▸ **WHAT TO WORK ON**
Can you copy out, word for word, the lines of the entries below, beginning with the line that contains "Expected: one point per instance of the statue's hand, reported" and continuing through the last line of the entries?
>> Start AVAILABLE RECORDS
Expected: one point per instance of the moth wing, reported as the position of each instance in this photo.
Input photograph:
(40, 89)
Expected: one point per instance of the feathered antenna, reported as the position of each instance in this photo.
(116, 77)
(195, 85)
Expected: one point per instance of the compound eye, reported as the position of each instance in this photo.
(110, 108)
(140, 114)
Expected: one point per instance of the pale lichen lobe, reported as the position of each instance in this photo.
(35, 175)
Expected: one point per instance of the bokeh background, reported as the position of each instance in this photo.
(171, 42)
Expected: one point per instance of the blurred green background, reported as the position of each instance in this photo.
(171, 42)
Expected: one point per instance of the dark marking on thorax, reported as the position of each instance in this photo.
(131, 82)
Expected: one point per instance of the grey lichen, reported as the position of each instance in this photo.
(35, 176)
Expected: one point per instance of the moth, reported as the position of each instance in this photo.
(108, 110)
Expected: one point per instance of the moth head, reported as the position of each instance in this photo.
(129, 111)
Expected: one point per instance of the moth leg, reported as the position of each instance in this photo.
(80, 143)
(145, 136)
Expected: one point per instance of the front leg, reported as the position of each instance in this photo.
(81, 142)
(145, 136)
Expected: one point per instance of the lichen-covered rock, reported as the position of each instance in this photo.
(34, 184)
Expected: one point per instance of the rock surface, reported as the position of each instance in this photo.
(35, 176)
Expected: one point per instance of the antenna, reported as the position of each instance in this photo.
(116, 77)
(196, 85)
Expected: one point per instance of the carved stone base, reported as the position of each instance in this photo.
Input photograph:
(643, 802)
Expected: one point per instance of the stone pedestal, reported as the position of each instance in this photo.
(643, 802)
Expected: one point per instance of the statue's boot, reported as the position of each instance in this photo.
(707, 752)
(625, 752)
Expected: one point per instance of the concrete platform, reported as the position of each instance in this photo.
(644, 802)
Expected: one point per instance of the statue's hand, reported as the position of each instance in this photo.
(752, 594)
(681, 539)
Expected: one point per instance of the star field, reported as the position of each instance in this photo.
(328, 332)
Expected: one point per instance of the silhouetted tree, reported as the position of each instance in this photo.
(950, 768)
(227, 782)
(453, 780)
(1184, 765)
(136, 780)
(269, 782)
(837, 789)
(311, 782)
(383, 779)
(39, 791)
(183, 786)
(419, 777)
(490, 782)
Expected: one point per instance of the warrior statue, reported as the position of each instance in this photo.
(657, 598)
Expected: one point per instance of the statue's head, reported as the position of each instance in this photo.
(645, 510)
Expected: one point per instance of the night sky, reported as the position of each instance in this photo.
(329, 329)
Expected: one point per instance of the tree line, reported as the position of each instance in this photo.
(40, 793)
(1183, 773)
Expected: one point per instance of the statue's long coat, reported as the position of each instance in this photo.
>> End AVAILABLE RECORDS
▸ **THE RESPONSE**
Expected: one point per instance of the statue's hand, reported as the position of each instance in this photo.
(752, 594)
(681, 539)
Expected: one point per instance of the star field, reported as the position of each instance in this photo.
(328, 332)
Expected: one point per instance of the silhouetted tree, reported as the position of each instance in this photo.
(950, 768)
(227, 782)
(453, 780)
(1184, 765)
(136, 780)
(269, 782)
(837, 789)
(311, 782)
(383, 779)
(39, 791)
(183, 786)
(419, 777)
(490, 782)
Expected: one point per instance of the warrior statue, reported as the position of each instance in this photo.
(657, 598)
Expected: one point per instance of the statue's head, reported as the position of each instance in this photo.
(645, 510)
Expected: one point per instance of the night sky, reported as the position of each instance in this photo.
(329, 329)
Expected: one point per instance of the tree line, reported as the position of each instance in this photo.
(40, 793)
(1183, 773)
Expected: one point per instance of the statue's long coat, reported as the position of each instance in this photo.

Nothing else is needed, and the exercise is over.